• [WHAT TO DO]:
Give an exact copy of the lines of the records below, starting at the line containing "point_to MUST return one point per instance of the wooden" and running to the end.

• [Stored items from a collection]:
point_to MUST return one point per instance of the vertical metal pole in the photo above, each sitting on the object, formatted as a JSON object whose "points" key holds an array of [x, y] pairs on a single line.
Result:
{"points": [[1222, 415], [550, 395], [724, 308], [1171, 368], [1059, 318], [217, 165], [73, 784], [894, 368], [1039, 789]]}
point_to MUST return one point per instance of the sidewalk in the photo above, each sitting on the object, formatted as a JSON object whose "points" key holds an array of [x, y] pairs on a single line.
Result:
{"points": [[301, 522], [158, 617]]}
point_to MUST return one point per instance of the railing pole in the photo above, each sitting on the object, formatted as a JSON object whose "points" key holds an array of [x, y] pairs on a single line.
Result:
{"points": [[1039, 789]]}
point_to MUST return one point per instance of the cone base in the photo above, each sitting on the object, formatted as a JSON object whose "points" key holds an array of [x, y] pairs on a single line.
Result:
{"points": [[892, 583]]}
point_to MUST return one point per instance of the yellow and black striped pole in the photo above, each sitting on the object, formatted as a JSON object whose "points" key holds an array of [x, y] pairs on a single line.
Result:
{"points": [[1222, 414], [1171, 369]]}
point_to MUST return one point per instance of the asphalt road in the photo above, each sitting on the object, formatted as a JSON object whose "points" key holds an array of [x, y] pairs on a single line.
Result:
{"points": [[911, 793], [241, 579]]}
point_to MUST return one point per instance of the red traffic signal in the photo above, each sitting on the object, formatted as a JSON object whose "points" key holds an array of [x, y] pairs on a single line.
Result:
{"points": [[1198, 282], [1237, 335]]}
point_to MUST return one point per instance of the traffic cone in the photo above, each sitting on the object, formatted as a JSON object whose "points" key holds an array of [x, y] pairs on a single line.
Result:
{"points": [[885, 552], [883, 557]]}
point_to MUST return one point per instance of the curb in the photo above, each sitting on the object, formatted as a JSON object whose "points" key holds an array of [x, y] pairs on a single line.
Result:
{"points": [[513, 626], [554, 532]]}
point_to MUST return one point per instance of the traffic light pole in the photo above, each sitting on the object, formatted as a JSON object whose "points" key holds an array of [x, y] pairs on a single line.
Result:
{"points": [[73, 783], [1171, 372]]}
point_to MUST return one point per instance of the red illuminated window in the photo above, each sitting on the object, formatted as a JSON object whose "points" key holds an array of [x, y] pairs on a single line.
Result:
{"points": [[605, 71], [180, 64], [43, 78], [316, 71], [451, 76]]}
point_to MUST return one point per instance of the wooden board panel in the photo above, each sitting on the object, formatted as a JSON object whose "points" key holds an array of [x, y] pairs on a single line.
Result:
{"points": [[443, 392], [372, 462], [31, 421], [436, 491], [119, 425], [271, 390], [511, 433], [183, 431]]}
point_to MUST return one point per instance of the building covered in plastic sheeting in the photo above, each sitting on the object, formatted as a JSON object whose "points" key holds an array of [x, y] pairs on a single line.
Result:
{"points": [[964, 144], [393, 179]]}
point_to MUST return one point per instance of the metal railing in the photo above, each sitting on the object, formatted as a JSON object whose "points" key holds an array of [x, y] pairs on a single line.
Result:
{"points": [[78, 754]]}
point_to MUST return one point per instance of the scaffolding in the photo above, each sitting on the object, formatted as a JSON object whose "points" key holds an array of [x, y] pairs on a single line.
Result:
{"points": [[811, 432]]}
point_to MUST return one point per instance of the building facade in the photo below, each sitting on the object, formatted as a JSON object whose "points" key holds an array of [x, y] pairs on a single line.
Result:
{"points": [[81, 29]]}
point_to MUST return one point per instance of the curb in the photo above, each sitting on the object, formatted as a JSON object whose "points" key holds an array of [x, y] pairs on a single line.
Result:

• [RESULT]:
point_to MUST return one point per instance of the wooden board panel in the photo above, each sitting on the object, formatted as a JSON object whose "points" key holds an array of [x, y] pairs on a single line.
Result:
{"points": [[443, 392], [372, 462], [31, 421], [436, 491], [119, 425], [271, 390], [511, 433], [183, 431]]}
point_to MUST return one point per instance of the building covered in plastic sheeting in the photo above, each sitting on the object, formatted as a JSON object whose "points" key holds an array of [x, y] pairs on a single line.
Result:
{"points": [[964, 144], [393, 179]]}
point_to MUST return one point per instance of the metal railing in the photo above, each sitting on the object, formatted as a JSON object whose "points" key holds an array of [x, y] pairs on a single line.
Result:
{"points": [[78, 754]]}
point_to MUST return one point per instance of the scaffolding in the photo above, each sitting on the object, formatted as a JSON object whose "points" key holds an array of [x, y] pairs on a single line.
Result:
{"points": [[811, 432]]}
point_to MUST return one point per instance of the building facade in the photo below, each sitting on the object, formatted as a JSON object whose "points" key holds an array of [x, y] pairs on a single line.
Result:
{"points": [[81, 29]]}
point_to MUST return one point per instance of the curb in the photo above, each sitting on the object, formatted as a JSON object whose "points" key holds an array of [x, y] pairs on a single line.
Result:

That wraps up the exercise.